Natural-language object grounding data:
::::::::

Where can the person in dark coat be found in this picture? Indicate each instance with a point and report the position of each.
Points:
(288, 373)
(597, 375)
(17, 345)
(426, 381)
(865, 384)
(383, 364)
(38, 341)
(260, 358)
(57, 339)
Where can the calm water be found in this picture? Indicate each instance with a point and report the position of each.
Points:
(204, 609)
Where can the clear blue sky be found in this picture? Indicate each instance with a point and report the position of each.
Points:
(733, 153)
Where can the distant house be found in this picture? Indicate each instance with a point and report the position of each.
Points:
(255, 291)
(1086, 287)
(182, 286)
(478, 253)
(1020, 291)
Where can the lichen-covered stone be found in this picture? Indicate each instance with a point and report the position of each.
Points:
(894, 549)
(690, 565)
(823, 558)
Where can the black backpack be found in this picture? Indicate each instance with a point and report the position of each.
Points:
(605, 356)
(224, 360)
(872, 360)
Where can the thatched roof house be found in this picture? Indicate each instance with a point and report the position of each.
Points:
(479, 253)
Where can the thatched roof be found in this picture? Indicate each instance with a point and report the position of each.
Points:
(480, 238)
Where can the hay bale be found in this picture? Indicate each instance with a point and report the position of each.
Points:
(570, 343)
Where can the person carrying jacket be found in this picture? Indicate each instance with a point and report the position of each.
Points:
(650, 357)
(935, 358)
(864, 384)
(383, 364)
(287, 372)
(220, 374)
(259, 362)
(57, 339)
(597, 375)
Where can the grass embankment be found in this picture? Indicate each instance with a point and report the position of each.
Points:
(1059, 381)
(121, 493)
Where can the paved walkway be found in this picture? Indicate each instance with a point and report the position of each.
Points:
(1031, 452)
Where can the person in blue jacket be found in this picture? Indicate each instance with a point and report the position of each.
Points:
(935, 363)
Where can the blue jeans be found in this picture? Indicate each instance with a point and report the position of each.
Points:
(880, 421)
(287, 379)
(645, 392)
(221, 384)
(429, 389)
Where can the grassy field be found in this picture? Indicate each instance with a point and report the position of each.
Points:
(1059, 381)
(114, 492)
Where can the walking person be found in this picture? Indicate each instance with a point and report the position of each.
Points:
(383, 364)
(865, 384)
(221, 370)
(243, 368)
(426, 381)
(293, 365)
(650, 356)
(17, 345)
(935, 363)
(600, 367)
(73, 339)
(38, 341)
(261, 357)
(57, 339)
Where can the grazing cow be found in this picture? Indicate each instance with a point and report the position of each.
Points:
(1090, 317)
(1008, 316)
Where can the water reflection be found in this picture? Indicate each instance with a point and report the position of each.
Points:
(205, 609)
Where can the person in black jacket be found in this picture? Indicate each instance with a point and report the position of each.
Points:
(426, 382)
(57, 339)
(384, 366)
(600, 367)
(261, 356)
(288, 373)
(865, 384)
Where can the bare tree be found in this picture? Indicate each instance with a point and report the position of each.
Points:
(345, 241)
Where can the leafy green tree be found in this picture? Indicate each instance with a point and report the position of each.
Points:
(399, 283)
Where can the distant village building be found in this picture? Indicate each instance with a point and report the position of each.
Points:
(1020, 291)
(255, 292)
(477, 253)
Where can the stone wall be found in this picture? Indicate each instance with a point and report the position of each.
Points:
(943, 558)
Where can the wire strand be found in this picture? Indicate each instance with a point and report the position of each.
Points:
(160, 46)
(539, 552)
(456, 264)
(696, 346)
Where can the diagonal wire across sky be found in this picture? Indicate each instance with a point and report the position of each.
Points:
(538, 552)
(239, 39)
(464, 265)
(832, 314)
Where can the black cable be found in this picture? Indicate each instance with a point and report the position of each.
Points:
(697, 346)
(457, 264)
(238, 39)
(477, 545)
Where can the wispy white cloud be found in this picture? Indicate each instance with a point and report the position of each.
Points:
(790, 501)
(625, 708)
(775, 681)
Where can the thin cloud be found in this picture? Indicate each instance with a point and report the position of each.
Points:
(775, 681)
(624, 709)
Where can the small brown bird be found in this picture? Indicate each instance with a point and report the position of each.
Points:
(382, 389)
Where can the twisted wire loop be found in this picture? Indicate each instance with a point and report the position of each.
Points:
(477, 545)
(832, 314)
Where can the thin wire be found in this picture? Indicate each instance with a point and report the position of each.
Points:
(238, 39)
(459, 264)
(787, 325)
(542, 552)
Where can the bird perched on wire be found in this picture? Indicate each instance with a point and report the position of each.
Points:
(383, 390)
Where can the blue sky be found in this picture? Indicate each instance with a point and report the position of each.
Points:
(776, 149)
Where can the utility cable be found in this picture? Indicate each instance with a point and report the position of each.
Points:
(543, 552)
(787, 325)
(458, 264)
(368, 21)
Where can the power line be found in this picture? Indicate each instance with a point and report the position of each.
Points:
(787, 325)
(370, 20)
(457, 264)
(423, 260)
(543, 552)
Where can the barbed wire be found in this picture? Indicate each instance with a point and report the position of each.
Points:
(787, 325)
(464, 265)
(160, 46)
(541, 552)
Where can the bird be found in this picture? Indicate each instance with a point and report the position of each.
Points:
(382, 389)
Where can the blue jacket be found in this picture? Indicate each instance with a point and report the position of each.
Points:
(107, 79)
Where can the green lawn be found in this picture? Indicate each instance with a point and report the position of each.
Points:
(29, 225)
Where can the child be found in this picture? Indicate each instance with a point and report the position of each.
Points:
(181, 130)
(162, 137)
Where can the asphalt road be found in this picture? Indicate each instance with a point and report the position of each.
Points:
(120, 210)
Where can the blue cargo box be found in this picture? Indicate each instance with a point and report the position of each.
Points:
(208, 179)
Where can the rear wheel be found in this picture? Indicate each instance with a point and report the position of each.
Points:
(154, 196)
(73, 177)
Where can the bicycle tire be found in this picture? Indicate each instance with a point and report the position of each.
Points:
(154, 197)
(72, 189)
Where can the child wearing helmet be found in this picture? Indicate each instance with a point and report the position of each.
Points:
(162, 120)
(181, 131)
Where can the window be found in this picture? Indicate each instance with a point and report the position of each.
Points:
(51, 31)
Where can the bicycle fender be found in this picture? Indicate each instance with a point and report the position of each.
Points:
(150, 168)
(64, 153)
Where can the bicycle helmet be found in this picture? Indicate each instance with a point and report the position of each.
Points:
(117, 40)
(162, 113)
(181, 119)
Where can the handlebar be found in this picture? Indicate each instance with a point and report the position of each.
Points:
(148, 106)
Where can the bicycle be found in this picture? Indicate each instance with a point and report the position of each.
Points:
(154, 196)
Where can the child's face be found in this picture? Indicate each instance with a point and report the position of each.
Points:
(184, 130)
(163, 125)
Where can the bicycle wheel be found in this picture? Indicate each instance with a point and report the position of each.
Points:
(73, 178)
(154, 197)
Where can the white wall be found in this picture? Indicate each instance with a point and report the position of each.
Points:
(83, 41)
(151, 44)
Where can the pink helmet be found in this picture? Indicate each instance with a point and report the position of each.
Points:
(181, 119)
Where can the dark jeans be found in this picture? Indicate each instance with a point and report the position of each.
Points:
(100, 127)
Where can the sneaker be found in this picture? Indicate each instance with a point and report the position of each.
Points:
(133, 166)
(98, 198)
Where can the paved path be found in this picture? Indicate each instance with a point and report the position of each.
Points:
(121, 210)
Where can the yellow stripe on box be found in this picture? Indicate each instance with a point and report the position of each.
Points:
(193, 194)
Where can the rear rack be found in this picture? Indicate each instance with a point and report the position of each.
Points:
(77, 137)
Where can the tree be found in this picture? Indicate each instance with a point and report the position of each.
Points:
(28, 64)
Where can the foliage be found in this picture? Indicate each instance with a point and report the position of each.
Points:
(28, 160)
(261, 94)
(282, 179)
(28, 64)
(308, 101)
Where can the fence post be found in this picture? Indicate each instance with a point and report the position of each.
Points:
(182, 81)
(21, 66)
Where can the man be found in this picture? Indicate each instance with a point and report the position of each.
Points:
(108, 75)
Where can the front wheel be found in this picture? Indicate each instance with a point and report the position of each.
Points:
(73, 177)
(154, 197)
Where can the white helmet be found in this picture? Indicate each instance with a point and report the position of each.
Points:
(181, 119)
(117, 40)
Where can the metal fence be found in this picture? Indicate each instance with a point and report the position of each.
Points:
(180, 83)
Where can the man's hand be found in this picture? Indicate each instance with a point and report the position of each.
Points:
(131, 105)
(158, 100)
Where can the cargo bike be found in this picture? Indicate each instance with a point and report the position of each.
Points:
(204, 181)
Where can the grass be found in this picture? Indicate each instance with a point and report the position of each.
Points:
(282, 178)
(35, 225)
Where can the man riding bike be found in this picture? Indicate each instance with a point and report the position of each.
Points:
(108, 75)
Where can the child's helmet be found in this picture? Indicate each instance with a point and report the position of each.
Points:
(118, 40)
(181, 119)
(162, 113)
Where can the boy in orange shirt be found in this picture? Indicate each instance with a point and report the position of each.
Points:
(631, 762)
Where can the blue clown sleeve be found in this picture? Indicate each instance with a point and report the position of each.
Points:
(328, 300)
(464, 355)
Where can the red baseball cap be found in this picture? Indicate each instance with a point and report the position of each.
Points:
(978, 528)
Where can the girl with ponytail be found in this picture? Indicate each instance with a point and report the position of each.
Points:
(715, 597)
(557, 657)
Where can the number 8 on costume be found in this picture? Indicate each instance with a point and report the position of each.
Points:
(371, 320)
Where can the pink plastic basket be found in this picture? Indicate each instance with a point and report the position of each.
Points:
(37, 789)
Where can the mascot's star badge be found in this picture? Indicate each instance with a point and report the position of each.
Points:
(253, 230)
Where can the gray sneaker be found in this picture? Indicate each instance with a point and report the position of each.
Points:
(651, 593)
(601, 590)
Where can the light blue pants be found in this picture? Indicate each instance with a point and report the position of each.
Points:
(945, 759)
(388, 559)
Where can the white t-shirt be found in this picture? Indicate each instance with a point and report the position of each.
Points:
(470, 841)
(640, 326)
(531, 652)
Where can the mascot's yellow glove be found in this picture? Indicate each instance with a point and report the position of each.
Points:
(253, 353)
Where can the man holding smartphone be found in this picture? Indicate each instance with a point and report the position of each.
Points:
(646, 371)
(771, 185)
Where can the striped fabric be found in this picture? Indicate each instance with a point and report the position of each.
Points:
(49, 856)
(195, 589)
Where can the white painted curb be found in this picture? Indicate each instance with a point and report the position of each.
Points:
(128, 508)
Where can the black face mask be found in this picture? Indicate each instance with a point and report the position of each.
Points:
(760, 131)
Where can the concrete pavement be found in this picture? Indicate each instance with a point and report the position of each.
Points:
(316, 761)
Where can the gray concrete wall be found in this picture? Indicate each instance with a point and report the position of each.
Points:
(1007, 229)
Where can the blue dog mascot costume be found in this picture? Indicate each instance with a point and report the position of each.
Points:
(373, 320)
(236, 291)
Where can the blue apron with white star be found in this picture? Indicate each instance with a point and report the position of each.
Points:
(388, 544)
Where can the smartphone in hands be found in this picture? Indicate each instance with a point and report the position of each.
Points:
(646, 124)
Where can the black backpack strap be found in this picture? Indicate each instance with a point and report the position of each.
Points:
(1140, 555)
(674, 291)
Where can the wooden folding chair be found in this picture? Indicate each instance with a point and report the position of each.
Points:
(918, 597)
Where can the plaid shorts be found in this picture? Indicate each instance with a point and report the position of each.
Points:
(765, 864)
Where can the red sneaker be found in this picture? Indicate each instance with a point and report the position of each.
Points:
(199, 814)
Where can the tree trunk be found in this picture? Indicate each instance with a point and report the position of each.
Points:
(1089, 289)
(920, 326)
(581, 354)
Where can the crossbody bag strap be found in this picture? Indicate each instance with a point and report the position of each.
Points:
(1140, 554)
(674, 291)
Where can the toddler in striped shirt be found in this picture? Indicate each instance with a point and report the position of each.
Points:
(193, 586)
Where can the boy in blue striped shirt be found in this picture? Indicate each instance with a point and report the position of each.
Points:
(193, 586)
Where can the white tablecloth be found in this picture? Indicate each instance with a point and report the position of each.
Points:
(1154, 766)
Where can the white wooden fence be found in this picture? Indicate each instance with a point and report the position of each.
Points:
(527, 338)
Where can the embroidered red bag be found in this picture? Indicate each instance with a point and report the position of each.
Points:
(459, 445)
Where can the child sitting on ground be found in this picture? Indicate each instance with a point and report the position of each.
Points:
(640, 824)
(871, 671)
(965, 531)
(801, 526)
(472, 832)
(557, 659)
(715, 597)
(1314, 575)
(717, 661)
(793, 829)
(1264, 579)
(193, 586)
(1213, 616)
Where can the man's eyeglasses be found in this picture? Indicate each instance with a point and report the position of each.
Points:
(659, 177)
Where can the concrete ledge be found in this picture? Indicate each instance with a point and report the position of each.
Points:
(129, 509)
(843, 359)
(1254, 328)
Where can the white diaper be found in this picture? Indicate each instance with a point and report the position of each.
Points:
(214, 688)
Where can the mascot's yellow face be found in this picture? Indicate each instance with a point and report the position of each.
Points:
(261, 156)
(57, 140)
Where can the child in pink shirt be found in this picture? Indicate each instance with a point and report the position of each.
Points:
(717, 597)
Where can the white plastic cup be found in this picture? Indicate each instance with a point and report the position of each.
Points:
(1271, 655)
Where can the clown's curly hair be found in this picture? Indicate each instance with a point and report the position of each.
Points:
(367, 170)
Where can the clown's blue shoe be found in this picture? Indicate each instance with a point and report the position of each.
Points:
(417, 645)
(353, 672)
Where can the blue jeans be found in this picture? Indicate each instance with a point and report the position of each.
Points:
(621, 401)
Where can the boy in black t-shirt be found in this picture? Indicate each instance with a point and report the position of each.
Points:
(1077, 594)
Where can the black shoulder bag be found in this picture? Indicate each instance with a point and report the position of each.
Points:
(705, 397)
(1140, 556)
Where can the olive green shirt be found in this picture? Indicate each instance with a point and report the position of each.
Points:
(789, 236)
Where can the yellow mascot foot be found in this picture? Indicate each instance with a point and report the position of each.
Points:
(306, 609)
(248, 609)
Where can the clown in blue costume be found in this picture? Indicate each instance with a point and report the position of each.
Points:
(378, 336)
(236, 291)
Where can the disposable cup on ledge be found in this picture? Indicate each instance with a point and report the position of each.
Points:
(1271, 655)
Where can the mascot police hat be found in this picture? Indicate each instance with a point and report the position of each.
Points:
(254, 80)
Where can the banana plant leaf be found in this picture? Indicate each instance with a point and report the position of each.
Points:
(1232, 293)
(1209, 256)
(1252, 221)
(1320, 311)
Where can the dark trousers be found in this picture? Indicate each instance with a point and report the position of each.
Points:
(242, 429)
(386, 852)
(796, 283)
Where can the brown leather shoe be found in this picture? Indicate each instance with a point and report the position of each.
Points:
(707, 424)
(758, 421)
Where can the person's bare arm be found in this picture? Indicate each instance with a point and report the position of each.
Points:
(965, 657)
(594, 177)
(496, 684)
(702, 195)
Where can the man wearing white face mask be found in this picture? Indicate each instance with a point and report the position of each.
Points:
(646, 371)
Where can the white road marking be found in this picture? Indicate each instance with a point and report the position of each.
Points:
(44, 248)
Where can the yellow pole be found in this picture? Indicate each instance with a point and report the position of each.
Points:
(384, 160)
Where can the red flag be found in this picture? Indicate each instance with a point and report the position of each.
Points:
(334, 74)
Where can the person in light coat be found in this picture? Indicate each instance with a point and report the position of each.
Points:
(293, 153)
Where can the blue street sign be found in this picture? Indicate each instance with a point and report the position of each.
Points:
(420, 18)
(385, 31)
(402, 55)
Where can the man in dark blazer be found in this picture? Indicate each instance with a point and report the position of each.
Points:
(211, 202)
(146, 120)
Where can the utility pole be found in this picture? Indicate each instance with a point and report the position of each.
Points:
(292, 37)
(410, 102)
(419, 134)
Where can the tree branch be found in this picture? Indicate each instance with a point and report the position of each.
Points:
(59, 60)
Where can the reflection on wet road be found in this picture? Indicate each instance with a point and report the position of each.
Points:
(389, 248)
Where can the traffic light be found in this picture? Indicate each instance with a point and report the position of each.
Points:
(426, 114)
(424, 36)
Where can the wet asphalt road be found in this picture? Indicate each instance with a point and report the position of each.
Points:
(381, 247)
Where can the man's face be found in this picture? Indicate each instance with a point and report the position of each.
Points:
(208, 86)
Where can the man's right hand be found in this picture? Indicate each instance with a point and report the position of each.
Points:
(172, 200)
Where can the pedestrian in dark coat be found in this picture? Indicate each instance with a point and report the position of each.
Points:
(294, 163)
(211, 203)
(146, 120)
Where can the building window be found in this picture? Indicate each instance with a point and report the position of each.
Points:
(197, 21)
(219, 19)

::::::::

> **PROBLEM DETAILS**
Report how many lines of the data above include "bare", giving the number and no other words.

> **ANSWER TO THE PROBLEM**
2